Tekst do czytania:
Post autor: Teriel »

- Nie. - odparła krótko. Najwyraźniej będzie musiała wyrazić się jaśniej, z czym zwlekać nie zamierzała. - Nawet swoich nieumarłych, choć są pozbawieni duszy i jakiejkolwiek świadomości, nie traktuję jak zabawki. Przedmiotowo traktuję agresorów, którzy zbyt mocno zajdą mi za skórę przy pomocy słów. Takiego osobnika z góry uważam za martwą rzecz, którą z miła chęcią popsuję. - Mogło to zabrzmieć jakby się, w pewnym sensie, przechwalała. Miała kilka przypadków, w których atakujący dokładał sporo niemiłych słów, a żywot kończył marnie. Dowód na to miała prosty i oczywisty, nadal egzystowała.
- Jesteś wyjątkiem, ale w innej... - tu zatrzymała się na chwilę, po prostu zabrakło jej właściwego określenia. -... kwestii? - dokończyła pierwszym co przyszło jej do głowy.
- Chyba nie sądziłeś, że naprawdę mam cię za jakieś zwierzątko domowe? - dodała z uśmiechem. Zawsze to jednak był powód do droczenia się, do czego wampirzyca chyba i smykałkę miała, tudzież charakterek.
Awatar użytkownika
Agares
Senna Zjawa
Posty: 262
Rejestracja: 10 lat temu
Rasa: Smok
Profesje:
Kontakt:

Post autor: Agares »

- Dziękuję za wyjaśnienie - powiedział po tym jak Teriel wyjaśniła mu kogo traktuje jak "zabawki", a kogo tak nie traktuje. Byli co raz bliżej posiadłości wampirzycy, co trochę ucieszyło Agaresa, bo po prostu chciało mu się spać, nieco bardziej niż wcześniej. Miał nadzieję, że Teriel "przypadkowo" nie czytała jego myśli właśnie w momencie, w którym pomyślał o tym, że wampirzyca będzie mogła zakłócać mu sen, albo w ogóle nie pozwoli mu zasnąć.
Wiedział w jakiej konkretnej kwestii jest wyjątkiem według Teriel, jednak chciał to usłyszeć z jej ust.
- W jakiej konkretnie kwestii jestem dla ciebie wyjątkiem? - zapytał tłumiąc uśmieszek, który chciał wkraść się na jego twarz.

Zadanie do wykonania 1:
Oceń, czy stwierdzenia (a), (b) i (c) są zgodne z tekstem do czytania. Przy każdym odpowiedz „tak” lub „nie” i przytocz rozstrzygające słowa tekstu.
(a) Teriel traktuje swoich nieumarłych jak zabawki.
(b) Gdy zbliżali się do posiadłości wampirzycy, Agaresowi chciało się spać.
(c) Agares nie wiedział, w jakiej kwestii jest wyjątkiem według Teriel.
Zadanie do wykonania 2: Wypisz z tekstu do czytania wszystkie dane profilu użytkownika Agares zapisane w postaci „nazwa pola: wartość”. Pomiń pola, przy których nie podano wartości.

Dostarczony materiał:
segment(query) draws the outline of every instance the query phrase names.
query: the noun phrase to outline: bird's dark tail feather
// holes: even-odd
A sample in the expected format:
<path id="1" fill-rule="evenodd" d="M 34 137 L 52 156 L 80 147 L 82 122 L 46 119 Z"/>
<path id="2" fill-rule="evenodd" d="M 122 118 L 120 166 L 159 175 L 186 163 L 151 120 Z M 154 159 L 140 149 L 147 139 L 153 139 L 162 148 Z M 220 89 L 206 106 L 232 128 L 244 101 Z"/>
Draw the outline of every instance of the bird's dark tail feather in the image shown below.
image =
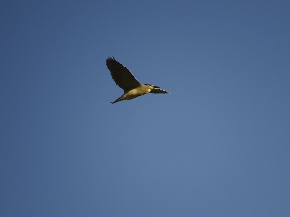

Rozwiązanie pisemne 1:
(a) Nie: „Nawet swoich nieumarłych, choć są pozbawieni duszy i jakiejkolwiek świadomości, nie traktuję jak zabawki.”
(b) Tak: „po prostu chciało mu się spać, nieco bardziej niż wcześniej”
(c) Nie: „Wiedział w jakiej konkretnej kwestii jest wyjątkiem według Teriel”

Rozwiązanie pisemne 2:
Posty: 262
Rejestracja: 10 lat temu
Rasa: Smok